> **The task**
Nothing but the lines holding the string "Format" should appear in the answer. Copy them from the entries.

• • • • • • •

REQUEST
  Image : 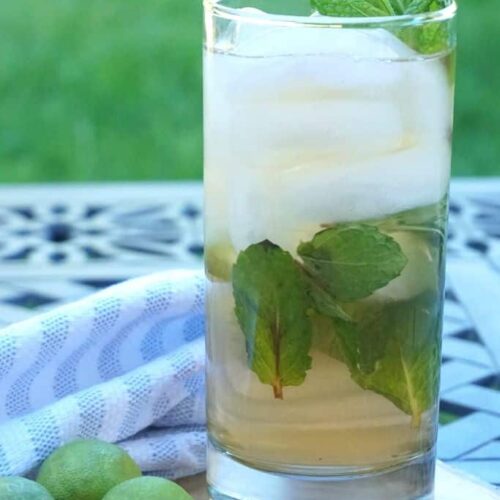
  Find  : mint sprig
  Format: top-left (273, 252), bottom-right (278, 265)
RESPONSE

• • • • • • •

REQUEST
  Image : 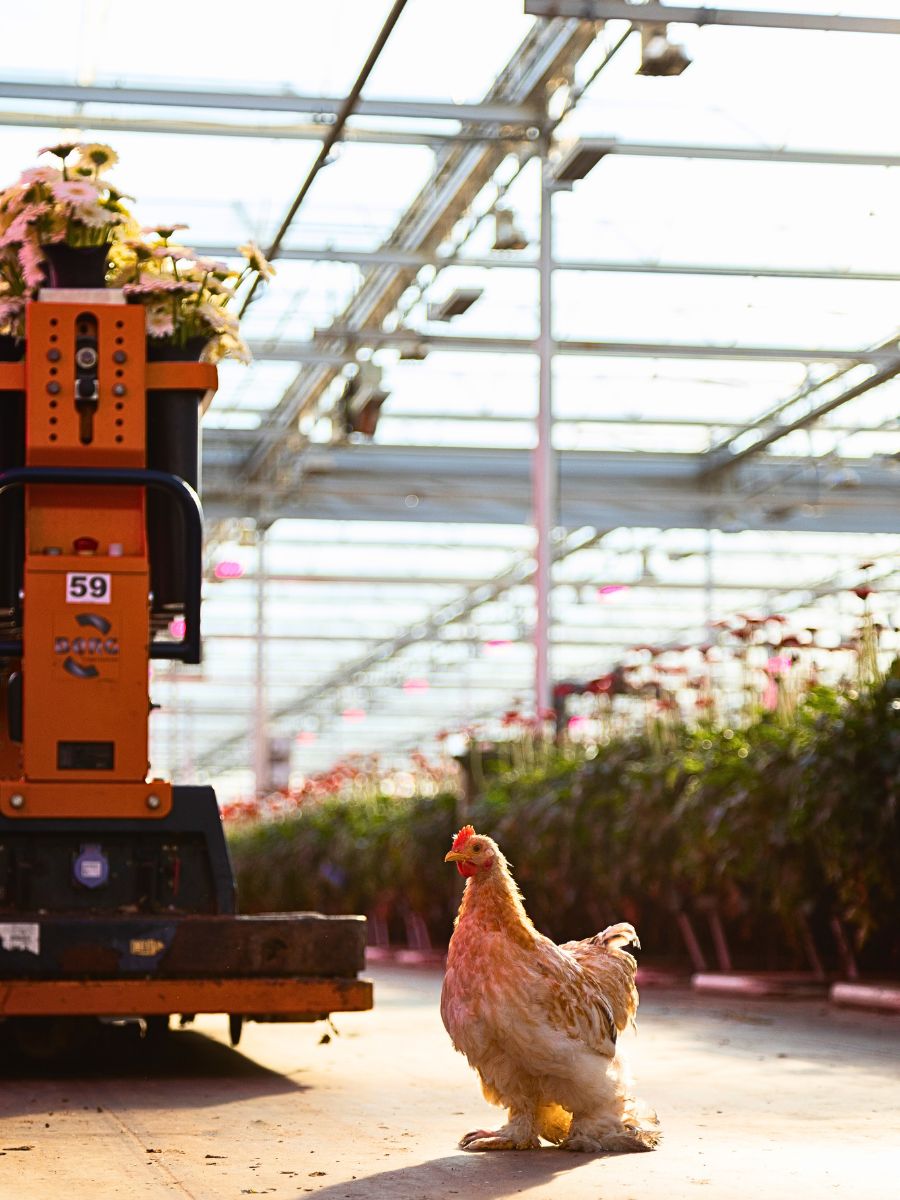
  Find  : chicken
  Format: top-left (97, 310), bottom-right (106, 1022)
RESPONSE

• • • • • • •

> **Task output**
  Format: top-left (273, 252), bottom-right (278, 265)
  Format: top-left (97, 310), bottom-right (106, 1022)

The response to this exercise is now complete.